→ **Task**
Please reproduce only the lines from the start of the records down to the line containing "83], [242, 82]]", switching "valued" to "appreciated" and changing nothing else.

————

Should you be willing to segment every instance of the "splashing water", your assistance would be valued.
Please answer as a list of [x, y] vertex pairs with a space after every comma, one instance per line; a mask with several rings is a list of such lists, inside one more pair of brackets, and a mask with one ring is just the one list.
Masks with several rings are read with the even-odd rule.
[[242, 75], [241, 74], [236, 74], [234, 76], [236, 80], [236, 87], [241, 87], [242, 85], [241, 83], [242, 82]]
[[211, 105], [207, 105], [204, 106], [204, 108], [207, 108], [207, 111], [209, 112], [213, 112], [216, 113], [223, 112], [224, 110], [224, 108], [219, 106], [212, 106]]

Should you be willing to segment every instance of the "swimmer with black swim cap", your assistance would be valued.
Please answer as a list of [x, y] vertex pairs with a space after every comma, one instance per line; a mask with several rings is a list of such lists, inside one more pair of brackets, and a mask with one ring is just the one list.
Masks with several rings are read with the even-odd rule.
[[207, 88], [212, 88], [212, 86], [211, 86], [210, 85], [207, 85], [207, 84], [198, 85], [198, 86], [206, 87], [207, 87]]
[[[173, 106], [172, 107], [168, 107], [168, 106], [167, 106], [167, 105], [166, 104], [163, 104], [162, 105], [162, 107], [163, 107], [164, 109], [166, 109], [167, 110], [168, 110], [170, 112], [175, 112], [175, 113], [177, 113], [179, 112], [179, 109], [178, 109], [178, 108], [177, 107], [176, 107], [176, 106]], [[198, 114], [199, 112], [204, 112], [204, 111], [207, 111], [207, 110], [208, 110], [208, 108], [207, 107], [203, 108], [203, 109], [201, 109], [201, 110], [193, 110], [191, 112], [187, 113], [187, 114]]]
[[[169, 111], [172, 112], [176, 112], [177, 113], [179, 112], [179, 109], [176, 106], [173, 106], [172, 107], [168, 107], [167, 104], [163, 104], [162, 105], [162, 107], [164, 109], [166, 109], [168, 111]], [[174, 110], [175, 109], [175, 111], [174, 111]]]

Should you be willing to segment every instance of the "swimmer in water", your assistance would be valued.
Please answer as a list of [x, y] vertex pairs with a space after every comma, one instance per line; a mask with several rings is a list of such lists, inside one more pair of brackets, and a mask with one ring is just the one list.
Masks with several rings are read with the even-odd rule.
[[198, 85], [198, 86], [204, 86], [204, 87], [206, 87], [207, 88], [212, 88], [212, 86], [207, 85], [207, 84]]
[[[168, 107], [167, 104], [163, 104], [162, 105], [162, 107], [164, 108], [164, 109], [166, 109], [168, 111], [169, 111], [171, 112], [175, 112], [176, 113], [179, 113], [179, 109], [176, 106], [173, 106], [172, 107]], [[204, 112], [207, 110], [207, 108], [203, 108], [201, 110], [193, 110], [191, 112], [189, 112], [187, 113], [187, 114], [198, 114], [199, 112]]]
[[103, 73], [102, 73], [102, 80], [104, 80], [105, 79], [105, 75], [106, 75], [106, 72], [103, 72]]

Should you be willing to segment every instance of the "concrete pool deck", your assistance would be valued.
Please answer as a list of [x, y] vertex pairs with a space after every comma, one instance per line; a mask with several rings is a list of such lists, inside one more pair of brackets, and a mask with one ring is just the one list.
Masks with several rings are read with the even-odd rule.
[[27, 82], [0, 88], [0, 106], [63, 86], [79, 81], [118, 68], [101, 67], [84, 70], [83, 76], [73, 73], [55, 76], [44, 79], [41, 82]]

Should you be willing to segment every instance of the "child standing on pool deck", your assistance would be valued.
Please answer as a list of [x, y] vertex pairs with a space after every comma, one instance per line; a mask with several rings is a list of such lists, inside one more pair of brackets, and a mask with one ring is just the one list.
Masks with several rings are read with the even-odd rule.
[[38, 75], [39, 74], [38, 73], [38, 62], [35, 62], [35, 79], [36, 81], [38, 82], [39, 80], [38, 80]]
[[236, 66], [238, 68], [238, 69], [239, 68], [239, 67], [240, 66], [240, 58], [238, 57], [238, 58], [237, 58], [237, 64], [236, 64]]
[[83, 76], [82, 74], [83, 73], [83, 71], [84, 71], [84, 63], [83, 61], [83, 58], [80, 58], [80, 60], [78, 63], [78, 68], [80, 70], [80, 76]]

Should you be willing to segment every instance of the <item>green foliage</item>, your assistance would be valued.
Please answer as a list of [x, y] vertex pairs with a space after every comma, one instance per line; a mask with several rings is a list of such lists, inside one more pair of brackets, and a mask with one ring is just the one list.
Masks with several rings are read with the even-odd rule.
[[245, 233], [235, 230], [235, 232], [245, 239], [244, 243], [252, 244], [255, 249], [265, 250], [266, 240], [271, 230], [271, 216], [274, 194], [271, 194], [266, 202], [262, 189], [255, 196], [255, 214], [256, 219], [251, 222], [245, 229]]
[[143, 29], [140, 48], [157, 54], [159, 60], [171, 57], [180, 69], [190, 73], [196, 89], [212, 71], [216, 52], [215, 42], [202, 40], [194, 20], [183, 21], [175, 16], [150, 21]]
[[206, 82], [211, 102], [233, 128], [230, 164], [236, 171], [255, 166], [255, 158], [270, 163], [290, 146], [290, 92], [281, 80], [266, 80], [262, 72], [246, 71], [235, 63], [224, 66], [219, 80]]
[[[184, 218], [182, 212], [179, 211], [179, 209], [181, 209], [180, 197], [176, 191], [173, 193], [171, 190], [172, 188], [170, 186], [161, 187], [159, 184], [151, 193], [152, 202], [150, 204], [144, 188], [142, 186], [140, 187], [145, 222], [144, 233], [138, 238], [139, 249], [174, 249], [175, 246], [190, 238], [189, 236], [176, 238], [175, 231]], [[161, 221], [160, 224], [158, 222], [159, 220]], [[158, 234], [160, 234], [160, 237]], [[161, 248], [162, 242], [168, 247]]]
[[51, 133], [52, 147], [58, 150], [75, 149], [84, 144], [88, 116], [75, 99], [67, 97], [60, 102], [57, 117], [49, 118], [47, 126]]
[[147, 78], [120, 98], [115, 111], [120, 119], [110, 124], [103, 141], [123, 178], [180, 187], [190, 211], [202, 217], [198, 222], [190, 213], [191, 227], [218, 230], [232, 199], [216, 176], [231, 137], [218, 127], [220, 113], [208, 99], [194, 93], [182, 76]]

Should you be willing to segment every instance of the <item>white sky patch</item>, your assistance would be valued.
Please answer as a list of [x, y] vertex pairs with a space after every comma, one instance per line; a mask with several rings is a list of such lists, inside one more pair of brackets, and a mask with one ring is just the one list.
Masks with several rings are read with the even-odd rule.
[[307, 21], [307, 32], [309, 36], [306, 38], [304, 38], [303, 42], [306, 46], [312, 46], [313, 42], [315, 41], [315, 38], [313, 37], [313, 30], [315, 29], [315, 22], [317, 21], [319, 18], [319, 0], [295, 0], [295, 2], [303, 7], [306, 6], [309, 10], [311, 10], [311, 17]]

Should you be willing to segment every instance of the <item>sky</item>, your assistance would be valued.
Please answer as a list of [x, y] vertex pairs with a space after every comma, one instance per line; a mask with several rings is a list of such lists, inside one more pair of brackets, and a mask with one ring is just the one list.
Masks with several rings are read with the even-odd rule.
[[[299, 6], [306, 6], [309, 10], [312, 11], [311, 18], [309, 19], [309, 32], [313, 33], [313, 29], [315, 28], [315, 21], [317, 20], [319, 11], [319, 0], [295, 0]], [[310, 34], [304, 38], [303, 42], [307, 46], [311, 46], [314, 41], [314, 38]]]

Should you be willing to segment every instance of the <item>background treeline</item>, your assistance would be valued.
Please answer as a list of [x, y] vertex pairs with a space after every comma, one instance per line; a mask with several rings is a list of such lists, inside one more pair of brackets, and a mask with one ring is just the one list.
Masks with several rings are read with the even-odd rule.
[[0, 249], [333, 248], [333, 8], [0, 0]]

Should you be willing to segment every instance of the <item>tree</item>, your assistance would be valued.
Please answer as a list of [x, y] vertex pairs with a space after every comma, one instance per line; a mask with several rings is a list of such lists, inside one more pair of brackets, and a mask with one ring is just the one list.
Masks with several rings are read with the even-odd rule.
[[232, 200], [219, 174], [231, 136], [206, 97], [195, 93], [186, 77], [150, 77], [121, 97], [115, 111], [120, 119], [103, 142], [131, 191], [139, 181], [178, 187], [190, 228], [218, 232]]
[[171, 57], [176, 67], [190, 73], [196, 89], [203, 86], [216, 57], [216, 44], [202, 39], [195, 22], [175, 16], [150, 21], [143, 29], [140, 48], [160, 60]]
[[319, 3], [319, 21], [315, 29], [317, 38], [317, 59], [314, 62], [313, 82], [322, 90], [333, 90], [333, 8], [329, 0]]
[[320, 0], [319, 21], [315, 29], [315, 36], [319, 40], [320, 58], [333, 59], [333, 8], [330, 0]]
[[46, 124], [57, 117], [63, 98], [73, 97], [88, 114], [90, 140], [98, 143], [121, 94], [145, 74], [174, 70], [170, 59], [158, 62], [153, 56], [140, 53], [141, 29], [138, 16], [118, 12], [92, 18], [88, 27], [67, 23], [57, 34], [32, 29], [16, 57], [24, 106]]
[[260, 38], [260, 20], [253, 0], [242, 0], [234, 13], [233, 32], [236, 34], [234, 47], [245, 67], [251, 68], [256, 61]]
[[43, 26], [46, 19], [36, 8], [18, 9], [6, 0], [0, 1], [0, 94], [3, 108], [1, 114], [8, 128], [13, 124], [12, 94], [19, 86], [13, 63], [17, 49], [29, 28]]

————

→ **Response to the exercise**
Should you be willing to segment every instance of the "splashing water", your assistance would be appreciated.
Please answer as a list of [x, y] vertex pairs with a space after every comma, one instance per line; a mask with several rings is a list of such lists, inside one more pair of brackets, and a mask with one ring is just the one list.
Masks with several rings are read with the even-odd rule.
[[242, 75], [241, 74], [236, 74], [234, 76], [236, 80], [236, 87], [241, 87], [242, 85], [241, 83], [242, 82]]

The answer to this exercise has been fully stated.